● TASK MATERIAL
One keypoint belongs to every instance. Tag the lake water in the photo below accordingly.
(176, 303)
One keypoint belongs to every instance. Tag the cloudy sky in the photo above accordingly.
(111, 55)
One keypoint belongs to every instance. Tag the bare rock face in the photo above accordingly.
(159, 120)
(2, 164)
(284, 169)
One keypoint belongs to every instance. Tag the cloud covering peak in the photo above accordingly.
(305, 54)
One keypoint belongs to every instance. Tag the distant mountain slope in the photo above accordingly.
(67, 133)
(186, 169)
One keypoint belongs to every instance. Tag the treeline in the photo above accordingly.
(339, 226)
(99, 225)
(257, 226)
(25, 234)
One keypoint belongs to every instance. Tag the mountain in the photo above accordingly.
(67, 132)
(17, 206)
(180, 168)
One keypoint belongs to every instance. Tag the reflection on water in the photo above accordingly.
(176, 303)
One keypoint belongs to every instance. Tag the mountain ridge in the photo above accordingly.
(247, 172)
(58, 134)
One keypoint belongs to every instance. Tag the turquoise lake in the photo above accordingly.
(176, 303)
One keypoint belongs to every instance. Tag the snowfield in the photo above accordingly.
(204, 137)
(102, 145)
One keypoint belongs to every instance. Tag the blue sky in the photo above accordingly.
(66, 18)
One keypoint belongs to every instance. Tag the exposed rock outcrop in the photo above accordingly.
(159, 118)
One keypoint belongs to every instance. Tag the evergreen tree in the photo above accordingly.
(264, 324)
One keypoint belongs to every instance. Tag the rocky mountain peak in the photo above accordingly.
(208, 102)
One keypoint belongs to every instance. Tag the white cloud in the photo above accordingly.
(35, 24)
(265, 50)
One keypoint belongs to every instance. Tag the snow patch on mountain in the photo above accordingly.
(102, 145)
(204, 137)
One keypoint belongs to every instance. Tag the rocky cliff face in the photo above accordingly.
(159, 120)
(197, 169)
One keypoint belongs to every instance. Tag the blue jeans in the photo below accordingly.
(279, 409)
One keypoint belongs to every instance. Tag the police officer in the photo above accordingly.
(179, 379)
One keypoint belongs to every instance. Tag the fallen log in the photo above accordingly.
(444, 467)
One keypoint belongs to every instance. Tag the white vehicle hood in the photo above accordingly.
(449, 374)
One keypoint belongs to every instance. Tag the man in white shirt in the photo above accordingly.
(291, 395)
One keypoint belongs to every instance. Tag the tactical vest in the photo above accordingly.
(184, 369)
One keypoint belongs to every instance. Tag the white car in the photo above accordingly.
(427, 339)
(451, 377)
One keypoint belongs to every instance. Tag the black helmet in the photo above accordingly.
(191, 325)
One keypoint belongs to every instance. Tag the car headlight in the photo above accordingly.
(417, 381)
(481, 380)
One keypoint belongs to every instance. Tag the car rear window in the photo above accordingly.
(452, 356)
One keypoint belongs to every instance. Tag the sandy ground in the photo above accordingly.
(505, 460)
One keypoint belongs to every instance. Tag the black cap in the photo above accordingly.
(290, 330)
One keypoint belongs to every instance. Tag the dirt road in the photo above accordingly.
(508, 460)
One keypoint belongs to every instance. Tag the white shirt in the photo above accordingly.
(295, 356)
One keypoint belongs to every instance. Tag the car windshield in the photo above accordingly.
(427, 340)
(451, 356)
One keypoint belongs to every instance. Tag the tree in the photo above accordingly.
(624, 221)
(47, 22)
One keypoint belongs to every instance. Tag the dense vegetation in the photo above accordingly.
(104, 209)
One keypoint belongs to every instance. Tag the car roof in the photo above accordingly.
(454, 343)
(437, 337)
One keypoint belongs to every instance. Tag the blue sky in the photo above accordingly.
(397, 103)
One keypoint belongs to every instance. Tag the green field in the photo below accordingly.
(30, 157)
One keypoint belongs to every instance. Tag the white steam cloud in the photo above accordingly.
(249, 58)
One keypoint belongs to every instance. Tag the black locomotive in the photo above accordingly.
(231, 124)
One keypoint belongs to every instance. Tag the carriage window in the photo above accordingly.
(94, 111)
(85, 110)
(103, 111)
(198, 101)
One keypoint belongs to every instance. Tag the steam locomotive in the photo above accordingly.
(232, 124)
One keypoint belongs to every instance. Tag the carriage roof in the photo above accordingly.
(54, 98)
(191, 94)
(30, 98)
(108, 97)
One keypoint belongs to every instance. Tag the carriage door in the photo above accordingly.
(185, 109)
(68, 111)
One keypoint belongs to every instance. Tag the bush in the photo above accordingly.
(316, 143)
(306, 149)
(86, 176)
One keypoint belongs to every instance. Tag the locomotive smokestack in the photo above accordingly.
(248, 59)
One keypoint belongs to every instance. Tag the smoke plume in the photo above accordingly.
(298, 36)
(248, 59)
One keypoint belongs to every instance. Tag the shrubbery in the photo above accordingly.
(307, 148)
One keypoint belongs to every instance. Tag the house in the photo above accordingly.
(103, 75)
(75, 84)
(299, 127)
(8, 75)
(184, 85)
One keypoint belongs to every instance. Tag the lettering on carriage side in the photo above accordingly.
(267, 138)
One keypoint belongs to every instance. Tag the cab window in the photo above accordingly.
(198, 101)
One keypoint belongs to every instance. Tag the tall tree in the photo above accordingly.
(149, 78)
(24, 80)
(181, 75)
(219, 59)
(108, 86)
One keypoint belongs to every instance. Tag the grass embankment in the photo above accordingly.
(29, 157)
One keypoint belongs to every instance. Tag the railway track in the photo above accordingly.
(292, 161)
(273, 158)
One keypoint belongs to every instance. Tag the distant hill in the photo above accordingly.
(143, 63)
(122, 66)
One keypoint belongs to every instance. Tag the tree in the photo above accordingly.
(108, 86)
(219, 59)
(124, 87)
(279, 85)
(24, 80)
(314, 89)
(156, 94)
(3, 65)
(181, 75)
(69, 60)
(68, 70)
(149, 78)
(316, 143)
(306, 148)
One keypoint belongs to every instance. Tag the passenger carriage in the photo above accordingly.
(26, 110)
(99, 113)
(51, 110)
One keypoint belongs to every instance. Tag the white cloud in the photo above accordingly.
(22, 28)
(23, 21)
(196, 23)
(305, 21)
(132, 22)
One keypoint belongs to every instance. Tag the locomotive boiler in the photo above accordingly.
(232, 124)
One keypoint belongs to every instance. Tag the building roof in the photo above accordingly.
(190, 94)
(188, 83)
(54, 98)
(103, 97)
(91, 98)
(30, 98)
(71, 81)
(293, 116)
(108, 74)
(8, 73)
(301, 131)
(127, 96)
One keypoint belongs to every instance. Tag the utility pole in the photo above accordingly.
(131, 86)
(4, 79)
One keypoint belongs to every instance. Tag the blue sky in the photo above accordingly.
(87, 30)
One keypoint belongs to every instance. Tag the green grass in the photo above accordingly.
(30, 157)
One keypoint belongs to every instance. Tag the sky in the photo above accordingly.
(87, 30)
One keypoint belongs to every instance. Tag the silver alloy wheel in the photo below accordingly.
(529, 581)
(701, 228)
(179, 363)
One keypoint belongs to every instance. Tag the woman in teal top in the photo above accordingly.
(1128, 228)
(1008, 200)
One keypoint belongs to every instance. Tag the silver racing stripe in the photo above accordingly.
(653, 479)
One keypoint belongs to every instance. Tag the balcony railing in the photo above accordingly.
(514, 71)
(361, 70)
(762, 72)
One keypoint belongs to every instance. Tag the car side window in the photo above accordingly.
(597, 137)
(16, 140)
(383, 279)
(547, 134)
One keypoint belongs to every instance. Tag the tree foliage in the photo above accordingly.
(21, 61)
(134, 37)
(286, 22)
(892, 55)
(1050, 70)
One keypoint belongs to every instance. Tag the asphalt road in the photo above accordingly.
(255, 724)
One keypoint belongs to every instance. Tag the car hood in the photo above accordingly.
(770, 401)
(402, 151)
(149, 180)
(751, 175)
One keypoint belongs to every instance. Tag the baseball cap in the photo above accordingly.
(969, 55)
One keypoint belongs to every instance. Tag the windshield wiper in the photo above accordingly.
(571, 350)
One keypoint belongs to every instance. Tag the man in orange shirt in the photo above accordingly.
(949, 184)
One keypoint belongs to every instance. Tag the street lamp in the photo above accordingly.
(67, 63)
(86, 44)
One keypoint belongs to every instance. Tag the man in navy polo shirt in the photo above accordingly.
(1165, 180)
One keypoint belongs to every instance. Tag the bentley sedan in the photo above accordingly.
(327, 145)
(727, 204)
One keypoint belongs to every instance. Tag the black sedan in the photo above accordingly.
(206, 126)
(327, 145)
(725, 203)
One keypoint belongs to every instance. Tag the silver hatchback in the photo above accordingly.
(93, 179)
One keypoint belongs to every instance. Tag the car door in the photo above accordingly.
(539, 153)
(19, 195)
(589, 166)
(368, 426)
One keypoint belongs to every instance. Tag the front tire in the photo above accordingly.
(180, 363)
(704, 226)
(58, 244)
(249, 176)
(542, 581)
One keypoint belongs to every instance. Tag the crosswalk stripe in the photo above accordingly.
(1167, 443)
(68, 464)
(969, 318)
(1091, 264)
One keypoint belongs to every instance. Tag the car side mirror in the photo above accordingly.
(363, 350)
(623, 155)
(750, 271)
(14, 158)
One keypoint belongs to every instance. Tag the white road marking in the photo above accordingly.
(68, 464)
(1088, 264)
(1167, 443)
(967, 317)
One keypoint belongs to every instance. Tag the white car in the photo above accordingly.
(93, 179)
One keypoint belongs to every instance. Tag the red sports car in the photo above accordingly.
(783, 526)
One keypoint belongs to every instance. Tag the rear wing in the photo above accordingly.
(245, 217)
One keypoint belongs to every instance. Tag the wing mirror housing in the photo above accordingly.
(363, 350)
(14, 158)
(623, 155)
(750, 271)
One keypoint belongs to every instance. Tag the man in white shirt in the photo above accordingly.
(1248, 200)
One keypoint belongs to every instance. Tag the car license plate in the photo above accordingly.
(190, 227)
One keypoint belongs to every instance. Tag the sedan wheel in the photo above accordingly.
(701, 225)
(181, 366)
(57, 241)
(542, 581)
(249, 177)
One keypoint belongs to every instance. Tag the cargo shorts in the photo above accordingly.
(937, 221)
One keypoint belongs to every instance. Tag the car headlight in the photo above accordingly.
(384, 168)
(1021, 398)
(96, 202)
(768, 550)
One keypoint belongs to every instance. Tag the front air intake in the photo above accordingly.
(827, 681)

● PROBLEM TO WORK ON
Set down, exactly and in full, the lines from the one containing "One keypoint belongs to every instance. Tag the bentley" through the end of the entries; no other line belongs.

● PROBLEM SOLUTION
One keypoint belongs to every instance. Tag the bentley sedan in the photo above accordingly.
(327, 145)
(727, 204)
One keypoint belongs to every instance. Tag the black sedan in the photo above accordingly.
(206, 126)
(327, 145)
(725, 203)
One keypoint belongs to every instance. Tag the silver hatchback in the photo above accordingly.
(93, 179)
One keypoint belongs to every instance. Tag the car door in the photo above accordingly.
(539, 153)
(19, 195)
(589, 166)
(368, 426)
One keypoint belongs to every instance. Tag the front tire in the photo above accordingly.
(180, 363)
(704, 226)
(58, 244)
(249, 176)
(542, 581)
One keypoint belongs to every instance. Tag the crosswalk stripe in the photo above accordingly.
(1167, 443)
(68, 464)
(969, 318)
(1091, 264)
One keypoint belongs to every instance. Tag the car side mirror in the photo above accordingly.
(363, 350)
(623, 155)
(750, 271)
(14, 158)
One keypoint belongs to every instance. Tag the white road marking in the photo above accordingly.
(68, 464)
(1088, 264)
(1167, 443)
(967, 317)
One keypoint belongs to every instance. Tag the white car in the photo above accordingly.
(93, 179)
One keypoint belongs to every instance. Tag the red sports car in the photo above accordingly.
(783, 526)
One keypoint belongs to every instance. Tag the rear wing in the photo above accordingly.
(245, 217)
One keypoint belongs to every instance. Tag the wing mirror housing in the photo above accordingly.
(363, 350)
(14, 158)
(623, 155)
(750, 271)
One keypoint belongs to every instance. Tag the man in white shirt in the photo above accordingly.
(1248, 200)
One keypoint belongs to every instance. Tag the car license plate in the photo above accordingly.
(190, 227)
One keypoint belongs to every instance. Tag the sedan wheel in the photo above accordingly.
(701, 225)
(181, 366)
(57, 241)
(542, 581)
(249, 177)
One keypoint belongs to every instance. Tag the cargo shorts in the photo above accordingly.
(937, 221)
One keypoint belongs to every instance. Tag the car headlight in the photo above accordingly.
(384, 168)
(1021, 398)
(96, 202)
(768, 550)
One keypoint belongs to every instance. Tag the front air intake in the photo above accordingly.
(827, 681)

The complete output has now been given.